PARTS OF THE EXERCISE:
A - Set down the part of the lipid guidelines article from "More than 400,000 additional young" down to "factors are present.", copying every word without change.
B - List each LDL cholesterol level, in mg/dL, that the lipid guidelines article gives as a threshold for statin treatment.
C - Extend the article on lipid guidelines for young adults, starting after its final sentence.

EXTRACT:
——

Implications of Pediatric vs. Adult Guidelines for Lipid Levels in Young Adults

Application of pediatric guidelines for young adults would result in more than 400,000 additional people being treating with statins.

More than 400,000 additional young people would receive statin treatment with the application of pediatric vs. adult guidelines for those aged 17 to 21 years with elevated LDL cholesterol, according to data published in JAMA Pediatrics.

“Adolescence is a common time for the emergence of risk factors for cardiovascular disease (CVD), including dyslipidemia,” the researchers wrote.

They noted that the 2011 National Heart, Lung, and Blood Institute Integrated Guidelines for Cardiovascular Health and Risk Reduction in Children and Adolescents recommend universal screening of lipid levels for those aged 17 to 21 years and pharmacologic treatment with statins for those with LDL cholesterol levels of at least 190 mg/dL without other risk factors or at least 130 mg/dL or 160 mg/dL if additional risk factors are present.

——

DATA FOR ANALYSIS:
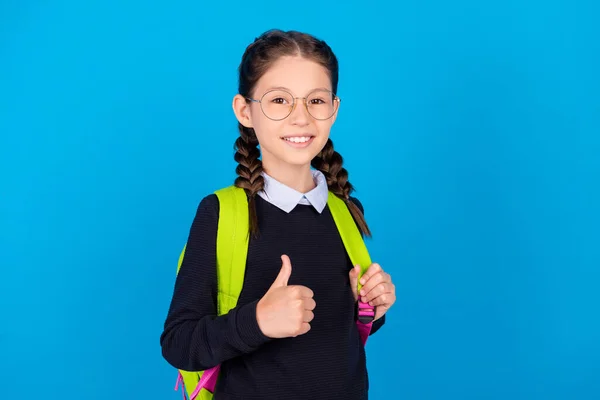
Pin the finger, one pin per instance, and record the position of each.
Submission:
(308, 316)
(284, 274)
(372, 270)
(309, 304)
(304, 328)
(305, 292)
(385, 300)
(375, 280)
(354, 272)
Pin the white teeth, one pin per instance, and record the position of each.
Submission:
(298, 139)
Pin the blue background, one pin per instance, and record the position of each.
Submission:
(470, 128)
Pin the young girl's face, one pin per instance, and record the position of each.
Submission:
(298, 138)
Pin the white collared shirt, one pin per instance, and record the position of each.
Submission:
(286, 198)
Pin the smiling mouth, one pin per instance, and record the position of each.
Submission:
(298, 139)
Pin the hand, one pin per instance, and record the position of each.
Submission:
(378, 290)
(285, 311)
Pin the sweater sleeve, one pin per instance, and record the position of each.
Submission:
(194, 337)
(381, 321)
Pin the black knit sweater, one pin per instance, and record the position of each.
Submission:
(326, 363)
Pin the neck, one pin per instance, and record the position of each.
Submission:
(298, 177)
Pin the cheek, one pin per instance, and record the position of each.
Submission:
(267, 130)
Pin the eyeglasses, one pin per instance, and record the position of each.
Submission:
(278, 104)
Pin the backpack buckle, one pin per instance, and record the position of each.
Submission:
(366, 313)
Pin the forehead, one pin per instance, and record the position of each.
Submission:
(299, 75)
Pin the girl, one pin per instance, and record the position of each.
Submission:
(293, 334)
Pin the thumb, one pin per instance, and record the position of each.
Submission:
(354, 280)
(284, 274)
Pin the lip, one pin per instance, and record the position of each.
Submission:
(299, 145)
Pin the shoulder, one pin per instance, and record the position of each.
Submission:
(211, 202)
(358, 204)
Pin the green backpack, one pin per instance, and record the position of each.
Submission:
(232, 247)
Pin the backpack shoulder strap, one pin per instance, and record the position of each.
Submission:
(353, 241)
(358, 253)
(232, 246)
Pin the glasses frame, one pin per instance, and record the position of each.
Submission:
(293, 106)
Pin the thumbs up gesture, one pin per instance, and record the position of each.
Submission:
(285, 311)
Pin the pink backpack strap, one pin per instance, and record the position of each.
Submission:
(208, 381)
(364, 322)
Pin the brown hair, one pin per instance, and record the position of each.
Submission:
(257, 58)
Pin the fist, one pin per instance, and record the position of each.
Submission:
(285, 311)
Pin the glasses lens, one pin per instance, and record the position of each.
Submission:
(321, 104)
(277, 104)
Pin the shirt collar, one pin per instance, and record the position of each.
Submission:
(286, 198)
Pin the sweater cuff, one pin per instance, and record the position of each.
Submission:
(248, 329)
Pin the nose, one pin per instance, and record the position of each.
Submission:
(300, 115)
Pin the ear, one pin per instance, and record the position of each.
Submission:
(241, 109)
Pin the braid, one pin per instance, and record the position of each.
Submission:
(329, 162)
(249, 171)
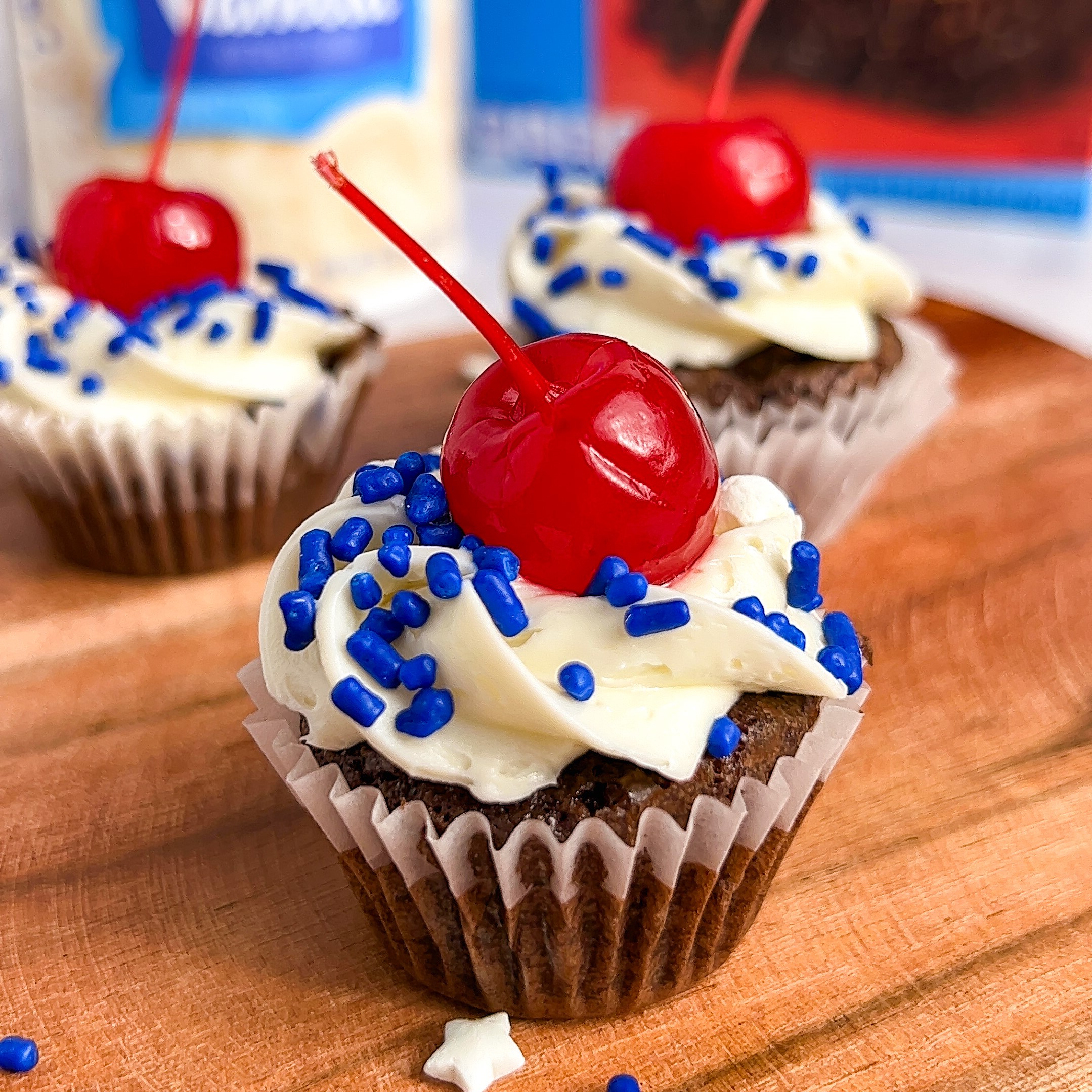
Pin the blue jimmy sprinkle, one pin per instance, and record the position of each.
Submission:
(410, 608)
(316, 560)
(609, 569)
(803, 582)
(376, 657)
(626, 590)
(445, 577)
(503, 604)
(498, 557)
(807, 266)
(411, 465)
(298, 609)
(418, 672)
(647, 619)
(18, 1055)
(395, 558)
(577, 681)
(569, 278)
(373, 484)
(355, 700)
(533, 319)
(654, 243)
(264, 321)
(351, 540)
(365, 590)
(426, 502)
(723, 737)
(428, 712)
(399, 534)
(380, 621)
(441, 534)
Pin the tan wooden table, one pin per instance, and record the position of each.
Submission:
(170, 919)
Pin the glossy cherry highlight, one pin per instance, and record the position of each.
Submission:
(574, 449)
(126, 243)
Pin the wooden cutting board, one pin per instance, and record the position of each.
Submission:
(170, 919)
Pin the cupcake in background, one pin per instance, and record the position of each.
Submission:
(194, 437)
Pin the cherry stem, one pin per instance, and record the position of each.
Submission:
(732, 55)
(182, 63)
(531, 381)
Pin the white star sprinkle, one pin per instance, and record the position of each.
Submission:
(475, 1053)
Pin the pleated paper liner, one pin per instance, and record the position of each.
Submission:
(589, 926)
(207, 495)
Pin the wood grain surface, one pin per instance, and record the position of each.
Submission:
(170, 919)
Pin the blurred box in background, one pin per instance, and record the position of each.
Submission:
(273, 82)
(982, 104)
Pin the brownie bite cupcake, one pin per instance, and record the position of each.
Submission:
(551, 804)
(795, 350)
(191, 437)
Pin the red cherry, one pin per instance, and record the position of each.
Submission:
(126, 243)
(617, 462)
(731, 178)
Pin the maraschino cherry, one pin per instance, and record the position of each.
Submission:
(126, 243)
(574, 449)
(729, 178)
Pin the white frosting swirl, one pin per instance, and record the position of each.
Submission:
(514, 727)
(816, 292)
(213, 366)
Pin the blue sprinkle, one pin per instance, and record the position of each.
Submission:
(426, 502)
(803, 582)
(376, 657)
(498, 557)
(400, 534)
(411, 465)
(92, 383)
(647, 619)
(500, 601)
(441, 534)
(626, 590)
(724, 290)
(373, 484)
(365, 590)
(395, 558)
(410, 608)
(351, 540)
(609, 569)
(533, 319)
(785, 629)
(569, 278)
(264, 320)
(723, 737)
(543, 248)
(577, 681)
(807, 266)
(445, 577)
(380, 621)
(298, 609)
(417, 673)
(18, 1055)
(356, 700)
(656, 243)
(428, 712)
(751, 607)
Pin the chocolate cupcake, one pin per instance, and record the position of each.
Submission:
(577, 815)
(194, 438)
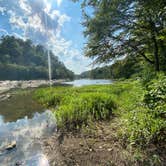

——

ANSWERS TO THIS EXERCISE:
A -
More than 400,000 additional young people would receive statin treatment with the application of pediatric vs. adult guidelines for those aged 17 to 21 years with elevated LDL cholesterol, according to data published in JAMA Pediatrics.

“Adolescence is a common time for the emergence of risk factors for cardiovascular disease (CVD), including dyslipidemia,” the researchers wrote.

They noted that the 2011 National Heart, Lung, and Blood Institute Integrated Guidelines for Cardiovascular Health and Risk Reduction in Children and Adolescents recommend universal screening of lipid levels for those aged 17 to 21 years and pharmacologic treatment with statins for those with LDL cholesterol levels of at least 190 mg/dL without other risk factors or at least 130 mg/dL or 160 mg/dL if additional risk factors are present.

B - 190 mg/dL, 130 mg/dL, 160 mg/dL

C -
However, these recommendations differ from those issued by the American College of Cardiology and American Heart Association published in 2013, the researchers noted. The 2013 guidelines only recommend pharmacologic therapy for people aged younger than 40 years if LDL cholesterol is 190 mg/dL.

“Because 17 to 21 years is a typical age for transition from pediatric to adult-centered care, these disparate approaches may lead to confusion in clinical practice,” they wrote.

To investigate how the different guidelines would affect how many young people being treated with statins, the researchers compared the proportion of people within this age group who met criteria for pharmacologic treatment under pediatric vs. adult guidelines using data from the National Health and Nutrition Examination Survey (NHANES) from 1999 to 2012.

Results indicated that 2.5% (95% CI, 1.8-3.2) of the 6,338 people aged 17 to 21 years included in the analysis qualified for statin treatment under the pediatric guidelines vs. 0.4% (95% CI, 0.1-0.8) under the adult guidelines.

After extrapolating these proportions to the number of people aged 17 to 21 years in the U.S. population the researchers found that 483,500 (95% CI, 482,100-484,800) young people would be eligible for pharmacologic treatment of elevated LDL with the pediatric guidelines vs. 78,200 (95% CI, 77,600-78,700) with the adult guidelines.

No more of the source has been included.